### Quoted passage
My Nanny handled death just like she did her entire
life. She was tough. She was a fighter to the very end. And, she spent the last weeks of her life
teaching us things about ourselves that we didn’t know, showing us that we are
stronger than we thought and can do more than we imagined and that anything
done in love is worth doing.
When someone loves you unconditionally, it is a privilege
and even a joy to love them back in that way until they breathe their
last. Many people questioned our
decision to keep Nanny at home during her final days. If I am honest, there
were many moments when I questioned it myself.
We ultimately stayed the course because of the example she had set for
us many years ago. My Nanny retired at
age 62 to take care of my Papa as he lost his battle with cancer. She had help from Hospice, but she changed
bandages and administered medicine and functioned on mere hours of sleep for
what seemed like years. She also took
care of her brother and both of her parents during their final days. And although I’ve never been near death, she
took care of me for over thirty years.
There were many times we weren’t sure the right way to do things to
care for her, like changing her bed-sheets with her in the bed, and we longed
to ask her what to do. But, somehow, we
got it done; and Friday morning when she finally let go, I think she was proud of
the job we had done. During the last few
weeks, when we thought every day would be her last, people would ask us what we
thought she was holding on to. I wish I
knew for sure. And maybe I sound a
little full of myself admitting this, but I think she was soaking up every
ounce of time she could with mom and me.
######
-- What to do --
(1) How would you put this sentence from the essay about Nanny into Spanish: "She was a fighter to the very end."
(2) According to the essay about Nanny, at what age did she retire?
(3) Pick up the essay about Nanny after its final sentence and carry it forward.
The data that comes next has nothing to do with the essay about Nanny.
### Source information
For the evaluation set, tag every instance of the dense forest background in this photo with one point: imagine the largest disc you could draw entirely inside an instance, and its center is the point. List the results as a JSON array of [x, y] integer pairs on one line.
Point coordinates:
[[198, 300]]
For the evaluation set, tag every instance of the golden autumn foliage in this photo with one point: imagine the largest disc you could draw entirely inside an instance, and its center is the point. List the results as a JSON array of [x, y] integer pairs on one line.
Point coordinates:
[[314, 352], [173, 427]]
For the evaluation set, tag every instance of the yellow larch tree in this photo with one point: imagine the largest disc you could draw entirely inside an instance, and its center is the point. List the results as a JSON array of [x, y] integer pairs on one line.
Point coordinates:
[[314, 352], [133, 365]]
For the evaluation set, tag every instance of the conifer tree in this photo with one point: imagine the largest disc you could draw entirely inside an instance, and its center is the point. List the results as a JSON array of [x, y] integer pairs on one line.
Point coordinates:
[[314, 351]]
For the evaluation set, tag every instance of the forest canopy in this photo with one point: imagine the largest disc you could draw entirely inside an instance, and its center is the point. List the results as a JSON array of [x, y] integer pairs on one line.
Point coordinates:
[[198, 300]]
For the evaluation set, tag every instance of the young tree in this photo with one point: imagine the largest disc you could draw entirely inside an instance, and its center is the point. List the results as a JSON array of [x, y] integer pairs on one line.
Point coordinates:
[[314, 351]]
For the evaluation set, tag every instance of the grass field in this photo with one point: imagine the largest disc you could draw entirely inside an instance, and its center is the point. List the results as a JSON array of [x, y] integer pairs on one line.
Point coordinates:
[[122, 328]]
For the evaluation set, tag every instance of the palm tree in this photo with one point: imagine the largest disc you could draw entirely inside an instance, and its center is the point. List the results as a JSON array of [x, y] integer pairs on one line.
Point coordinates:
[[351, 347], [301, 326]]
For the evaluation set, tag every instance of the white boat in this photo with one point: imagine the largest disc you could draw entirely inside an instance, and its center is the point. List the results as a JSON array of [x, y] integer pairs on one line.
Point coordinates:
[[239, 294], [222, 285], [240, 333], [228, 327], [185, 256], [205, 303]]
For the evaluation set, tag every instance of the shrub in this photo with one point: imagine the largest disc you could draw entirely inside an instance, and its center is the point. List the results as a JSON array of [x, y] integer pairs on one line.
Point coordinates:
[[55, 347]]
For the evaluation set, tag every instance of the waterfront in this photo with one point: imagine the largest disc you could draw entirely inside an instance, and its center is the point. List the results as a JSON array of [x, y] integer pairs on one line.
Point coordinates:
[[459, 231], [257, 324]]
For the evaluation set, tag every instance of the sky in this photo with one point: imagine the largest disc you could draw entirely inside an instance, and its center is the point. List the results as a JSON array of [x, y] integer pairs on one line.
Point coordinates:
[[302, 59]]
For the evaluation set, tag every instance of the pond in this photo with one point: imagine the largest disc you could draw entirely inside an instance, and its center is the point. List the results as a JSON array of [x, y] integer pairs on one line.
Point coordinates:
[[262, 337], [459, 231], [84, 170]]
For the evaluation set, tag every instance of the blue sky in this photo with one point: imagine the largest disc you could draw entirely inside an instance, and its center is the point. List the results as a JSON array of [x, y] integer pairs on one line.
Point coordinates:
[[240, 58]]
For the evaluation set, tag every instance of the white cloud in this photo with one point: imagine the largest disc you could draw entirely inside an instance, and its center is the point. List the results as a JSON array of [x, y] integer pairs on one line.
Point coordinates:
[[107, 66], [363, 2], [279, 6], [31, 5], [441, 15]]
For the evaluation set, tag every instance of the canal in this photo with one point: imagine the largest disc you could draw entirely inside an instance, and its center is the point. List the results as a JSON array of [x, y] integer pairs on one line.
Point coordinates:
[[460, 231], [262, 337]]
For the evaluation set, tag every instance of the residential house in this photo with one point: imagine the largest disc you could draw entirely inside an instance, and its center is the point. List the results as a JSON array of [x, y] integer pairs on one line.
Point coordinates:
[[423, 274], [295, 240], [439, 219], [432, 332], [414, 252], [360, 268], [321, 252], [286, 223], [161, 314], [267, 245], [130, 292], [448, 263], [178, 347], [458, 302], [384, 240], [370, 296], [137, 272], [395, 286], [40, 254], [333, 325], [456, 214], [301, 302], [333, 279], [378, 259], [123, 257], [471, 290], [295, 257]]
######
-- Outputs by task --
(1) Fue una luchadora hasta el último momento.

(2) She retired at age 62.

(3)
I think she knew who we were and that we were there right until the very
end.
I struggled at times during Nanny’s sickness with ill
feelings towards those in my family who were not as present as we were through
it all. I wanted them to know what they
were missing; she was such an incredible person. Yet, those feelings completely subsided the
morning Nanny breathed her last. I had
no regrets, and no guilt, and a heart full of memories and life lessons to last
me until I am a Nanny myself. Not
everyone can say that, and the loss in that is theirs. She was a blessing and I was her favorite thing. What a legacy!
Proverbs 31:26-28
She speaks with wisdom, and faithful instruction is on her
tongue. She watches over the affairs of
her household and does not eat the bread of idlemess. She children arise and call her blessed.